Drew: Better if we can push for it to be pushed down into a Curation Concerns level


December 2016:

 Ability to reorganize and interact with information based on queries

Drew: saved queries might be a good

What are those statistics?


Can we get here by December?

 Drew: aggressive at our current pace; biggest problems are getting answers to unknowns, getting answers to standing questions from Hydra community members

 Will: probably will be similar to how things have gone so far, a few things will get pushed into the next month or so


Do we need all of these things to have a production system in place?

 Jon: for us, having user and access control stuff in place is a minimum to being able to use it for production

 Will: if we are comfortable with the data model, we can start moving things into a production instance, while in the meantime refining user access (Karen agrees that GBH would like this)

- _Data lines_
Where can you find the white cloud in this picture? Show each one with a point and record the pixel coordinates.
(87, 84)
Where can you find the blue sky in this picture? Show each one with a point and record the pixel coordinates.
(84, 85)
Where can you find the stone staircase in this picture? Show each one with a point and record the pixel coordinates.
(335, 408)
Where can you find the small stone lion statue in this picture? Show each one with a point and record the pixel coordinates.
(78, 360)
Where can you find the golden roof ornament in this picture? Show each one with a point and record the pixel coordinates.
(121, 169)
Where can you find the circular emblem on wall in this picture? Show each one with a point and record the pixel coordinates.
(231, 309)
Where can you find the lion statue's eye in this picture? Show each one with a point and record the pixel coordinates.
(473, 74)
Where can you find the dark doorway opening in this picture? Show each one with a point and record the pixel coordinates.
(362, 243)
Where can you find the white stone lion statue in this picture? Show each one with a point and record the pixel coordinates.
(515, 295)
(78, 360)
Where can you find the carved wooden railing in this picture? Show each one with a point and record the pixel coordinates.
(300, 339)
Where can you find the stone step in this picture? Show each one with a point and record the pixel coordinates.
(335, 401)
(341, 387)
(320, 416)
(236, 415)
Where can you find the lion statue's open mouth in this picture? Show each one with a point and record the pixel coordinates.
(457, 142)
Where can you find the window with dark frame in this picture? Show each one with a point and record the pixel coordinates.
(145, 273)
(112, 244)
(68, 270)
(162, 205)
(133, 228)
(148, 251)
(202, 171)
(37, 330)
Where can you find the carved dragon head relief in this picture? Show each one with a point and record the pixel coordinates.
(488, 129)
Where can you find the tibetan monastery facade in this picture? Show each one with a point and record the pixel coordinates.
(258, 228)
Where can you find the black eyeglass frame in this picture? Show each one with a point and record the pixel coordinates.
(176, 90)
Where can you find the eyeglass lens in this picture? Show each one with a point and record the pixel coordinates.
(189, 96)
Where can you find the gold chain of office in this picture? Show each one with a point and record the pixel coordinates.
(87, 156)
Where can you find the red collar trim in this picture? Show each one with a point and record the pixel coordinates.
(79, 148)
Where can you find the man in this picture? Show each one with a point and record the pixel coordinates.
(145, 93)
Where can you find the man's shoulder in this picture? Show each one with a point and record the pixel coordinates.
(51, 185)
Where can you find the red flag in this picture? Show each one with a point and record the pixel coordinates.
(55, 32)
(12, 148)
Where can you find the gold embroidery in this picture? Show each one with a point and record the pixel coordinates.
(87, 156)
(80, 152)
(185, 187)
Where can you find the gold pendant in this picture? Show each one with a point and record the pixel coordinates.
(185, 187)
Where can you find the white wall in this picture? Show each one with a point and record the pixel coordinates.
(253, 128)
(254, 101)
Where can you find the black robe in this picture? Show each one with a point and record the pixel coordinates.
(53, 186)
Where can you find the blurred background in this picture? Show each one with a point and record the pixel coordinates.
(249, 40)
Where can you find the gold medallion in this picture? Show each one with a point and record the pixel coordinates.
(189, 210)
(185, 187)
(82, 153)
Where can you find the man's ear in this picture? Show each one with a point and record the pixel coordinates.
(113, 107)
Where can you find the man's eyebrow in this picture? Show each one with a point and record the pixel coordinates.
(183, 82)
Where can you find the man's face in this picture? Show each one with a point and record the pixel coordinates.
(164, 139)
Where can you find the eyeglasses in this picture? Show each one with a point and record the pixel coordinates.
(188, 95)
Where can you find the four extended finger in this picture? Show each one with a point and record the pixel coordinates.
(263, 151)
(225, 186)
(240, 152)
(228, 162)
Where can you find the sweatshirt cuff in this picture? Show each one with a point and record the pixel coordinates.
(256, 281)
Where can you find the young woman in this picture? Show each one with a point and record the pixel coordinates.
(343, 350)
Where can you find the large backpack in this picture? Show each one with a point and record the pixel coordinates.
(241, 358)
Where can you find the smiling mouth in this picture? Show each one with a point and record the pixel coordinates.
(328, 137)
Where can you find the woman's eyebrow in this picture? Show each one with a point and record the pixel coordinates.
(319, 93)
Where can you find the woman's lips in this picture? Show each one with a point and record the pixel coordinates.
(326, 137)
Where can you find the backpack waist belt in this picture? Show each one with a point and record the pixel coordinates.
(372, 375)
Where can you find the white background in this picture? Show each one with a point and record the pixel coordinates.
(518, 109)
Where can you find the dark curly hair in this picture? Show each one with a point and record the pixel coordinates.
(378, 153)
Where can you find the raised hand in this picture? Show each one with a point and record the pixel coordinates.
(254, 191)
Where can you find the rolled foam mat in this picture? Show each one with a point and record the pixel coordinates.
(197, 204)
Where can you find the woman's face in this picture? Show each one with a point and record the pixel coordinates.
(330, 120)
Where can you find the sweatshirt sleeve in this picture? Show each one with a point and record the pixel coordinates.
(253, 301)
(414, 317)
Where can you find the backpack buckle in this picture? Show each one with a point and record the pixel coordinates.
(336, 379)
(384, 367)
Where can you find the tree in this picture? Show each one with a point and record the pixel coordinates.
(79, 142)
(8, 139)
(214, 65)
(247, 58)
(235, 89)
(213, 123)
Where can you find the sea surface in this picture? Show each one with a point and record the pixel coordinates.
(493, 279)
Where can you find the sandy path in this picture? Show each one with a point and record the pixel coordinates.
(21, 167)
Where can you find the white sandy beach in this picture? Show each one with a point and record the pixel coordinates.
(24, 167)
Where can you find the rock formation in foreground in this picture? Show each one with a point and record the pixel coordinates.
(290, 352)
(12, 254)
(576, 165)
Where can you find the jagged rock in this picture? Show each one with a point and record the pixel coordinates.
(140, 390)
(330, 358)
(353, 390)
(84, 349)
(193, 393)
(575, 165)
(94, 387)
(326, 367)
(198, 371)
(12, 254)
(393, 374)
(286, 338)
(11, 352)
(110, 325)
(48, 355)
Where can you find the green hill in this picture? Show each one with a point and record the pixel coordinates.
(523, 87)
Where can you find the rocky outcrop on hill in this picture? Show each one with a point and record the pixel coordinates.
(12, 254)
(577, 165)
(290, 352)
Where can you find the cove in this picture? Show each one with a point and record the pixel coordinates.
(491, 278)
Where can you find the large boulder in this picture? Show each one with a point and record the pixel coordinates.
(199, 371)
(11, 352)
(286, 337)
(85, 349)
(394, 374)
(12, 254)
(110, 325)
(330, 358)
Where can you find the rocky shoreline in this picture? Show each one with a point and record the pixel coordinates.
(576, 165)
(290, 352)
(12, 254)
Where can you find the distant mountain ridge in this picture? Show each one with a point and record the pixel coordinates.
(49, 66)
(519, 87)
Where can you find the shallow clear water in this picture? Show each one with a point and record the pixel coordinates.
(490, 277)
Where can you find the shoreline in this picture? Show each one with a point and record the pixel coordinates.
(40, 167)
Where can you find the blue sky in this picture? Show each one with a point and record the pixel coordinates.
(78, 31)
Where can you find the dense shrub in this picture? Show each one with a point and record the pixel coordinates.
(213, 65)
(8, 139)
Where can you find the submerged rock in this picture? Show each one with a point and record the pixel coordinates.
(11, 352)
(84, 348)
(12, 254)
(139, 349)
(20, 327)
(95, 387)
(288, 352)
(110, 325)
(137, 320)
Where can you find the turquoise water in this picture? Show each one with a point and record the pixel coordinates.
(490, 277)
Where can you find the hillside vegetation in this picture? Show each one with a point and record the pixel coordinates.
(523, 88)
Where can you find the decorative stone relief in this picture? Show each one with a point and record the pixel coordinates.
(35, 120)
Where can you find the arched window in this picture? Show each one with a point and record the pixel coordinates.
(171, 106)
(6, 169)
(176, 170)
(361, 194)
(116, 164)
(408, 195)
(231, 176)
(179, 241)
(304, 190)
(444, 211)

- _Goal 1_
Summarize the project planning notes in three sentences.
- _Goal 2_
Resume the project planning notes from the point at which they stop.
The data that accompany the project planning notes bear no relation to them.

- _Written answer 1_
The notes set a December 2016 goal of being able to reorganize and interact with information based on queries. Drew considers this aggressive at the current pace because answers to unknowns and to standing questions from Hydra community members are hard to obtain, while Will expects a few items to be pushed into the following month. On the requirements for a production system, Jon names user and access control as the minimum, whereas Will proposes moving items into a production instance if the team is comfortable with the data model and refining user access meanwhile, an approach Karen agrees GBH would like.

- _Written answer 2_
 Jon: as long as we don’t have to move the file location, we can do this

Drew: Devops are absent from this; where does this thing live hasn’t been really discussed yet

Jon: We have to decide whether this is ESS or not; Will: this might be a test case for ESS

Karen: how does this relate to Hathitrust? Not related, but Jon mentioned that there has been discussion about a Hathitrust for audiovisual


2017:

Search for and update metadata: cross off 363 and 370

Karen: How would you deaccession? -- not sure how this would look, Will: suggests this should be a one-off; Jon: you don’t want to make it too easy

Jon: We should focus on one-way for the Avalon--HD2 connection

Exporting out to RDF and XML -- use cases: sending this to a vendor? MIke: HD1 did do this, but it had descriptive metadata; This doesn’t seem like it’s in the grant

3pm

Preservation Events: Implementing PREMIS within HD2

See comments for work to date: https://bugs.dlib.indiana.edu/browse/HDM-584

Facilitator: Julie

Location: E171 (IDAH Conference Room)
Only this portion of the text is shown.